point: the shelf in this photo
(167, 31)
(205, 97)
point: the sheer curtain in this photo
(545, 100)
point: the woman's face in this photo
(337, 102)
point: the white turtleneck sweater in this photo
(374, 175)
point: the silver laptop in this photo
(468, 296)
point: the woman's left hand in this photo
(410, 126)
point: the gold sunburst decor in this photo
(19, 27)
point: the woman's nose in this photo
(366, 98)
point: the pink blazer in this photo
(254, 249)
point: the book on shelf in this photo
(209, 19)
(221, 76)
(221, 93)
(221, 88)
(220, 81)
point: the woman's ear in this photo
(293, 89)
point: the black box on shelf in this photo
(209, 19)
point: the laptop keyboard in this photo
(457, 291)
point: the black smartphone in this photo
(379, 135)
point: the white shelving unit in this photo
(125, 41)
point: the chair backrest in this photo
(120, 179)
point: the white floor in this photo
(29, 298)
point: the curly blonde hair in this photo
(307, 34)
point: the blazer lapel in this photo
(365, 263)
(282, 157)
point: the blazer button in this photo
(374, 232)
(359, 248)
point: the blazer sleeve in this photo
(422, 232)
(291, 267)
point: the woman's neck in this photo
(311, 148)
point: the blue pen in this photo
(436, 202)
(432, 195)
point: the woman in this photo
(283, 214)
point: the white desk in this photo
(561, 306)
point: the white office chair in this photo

==============================

What you need to do:
Write out all of the rows above word for word, in the same order.

Solved exercise:
point: the shelf in this photo
(167, 31)
(205, 97)
point: the sheer curtain in this photo
(545, 100)
point: the woman's face in this photo
(337, 102)
point: the white turtleneck sweater in this photo
(374, 175)
point: the silver laptop in this photo
(468, 296)
point: the woman's left hand in this photo
(410, 126)
point: the gold sunburst decor in this photo
(19, 27)
point: the woman's nose in this photo
(366, 98)
point: the pink blazer in this photo
(254, 249)
point: the book on shelf in this photo
(209, 19)
(221, 76)
(221, 93)
(221, 88)
(220, 81)
point: the woman's ear in this photo
(293, 89)
point: the black box on shelf in this photo
(209, 19)
point: the laptop keyboard in this photo
(457, 291)
point: the black smartphone in this photo
(379, 135)
point: the white shelving unit in this photo
(125, 41)
point: the chair backrest in this photo
(120, 179)
point: the white floor in this photo
(29, 298)
point: the curly blonde hair in this photo
(307, 34)
point: the blazer lapel in this photo
(365, 263)
(282, 157)
point: the blazer button in this photo
(374, 232)
(359, 248)
point: the blazer sleeve in this photo
(422, 232)
(291, 267)
point: the woman's neck in this photo
(311, 148)
point: the blue pen in this photo
(436, 202)
(432, 195)
point: the woman in this photo
(283, 214)
point: the white desk in this photo
(561, 306)
point: the white office chair in this photo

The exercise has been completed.